(PROMPT): Swap "circle" for "round shape" in each of the records below and write the lines out again, changing nothing else.

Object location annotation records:
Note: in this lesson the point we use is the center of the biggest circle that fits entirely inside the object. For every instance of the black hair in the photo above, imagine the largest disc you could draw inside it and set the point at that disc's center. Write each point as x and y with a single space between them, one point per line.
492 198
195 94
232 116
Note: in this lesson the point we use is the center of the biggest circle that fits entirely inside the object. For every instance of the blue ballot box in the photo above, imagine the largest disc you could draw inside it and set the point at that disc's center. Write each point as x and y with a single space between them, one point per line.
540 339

(WORKED ANSWER):
Note: in this lesson the point we use is the center of the biggest round shape that fits entirely inside the object. For every instance of the black hair in the photo above, imagine the largest disc you could draw inside it and set the point at that disc's center. Write each point as x and y with a single space between them, one point per line.
492 198
195 94
232 116
Note: in this lesson the point we use is the center of the biggest round shape that fits entirely inside the object. For every instance of the blue ballot box in the photo above, imagine the largest disc you could draw inside it and set the point at that disc's center. Write each point as x and y with a single space between them, one point per line.
540 339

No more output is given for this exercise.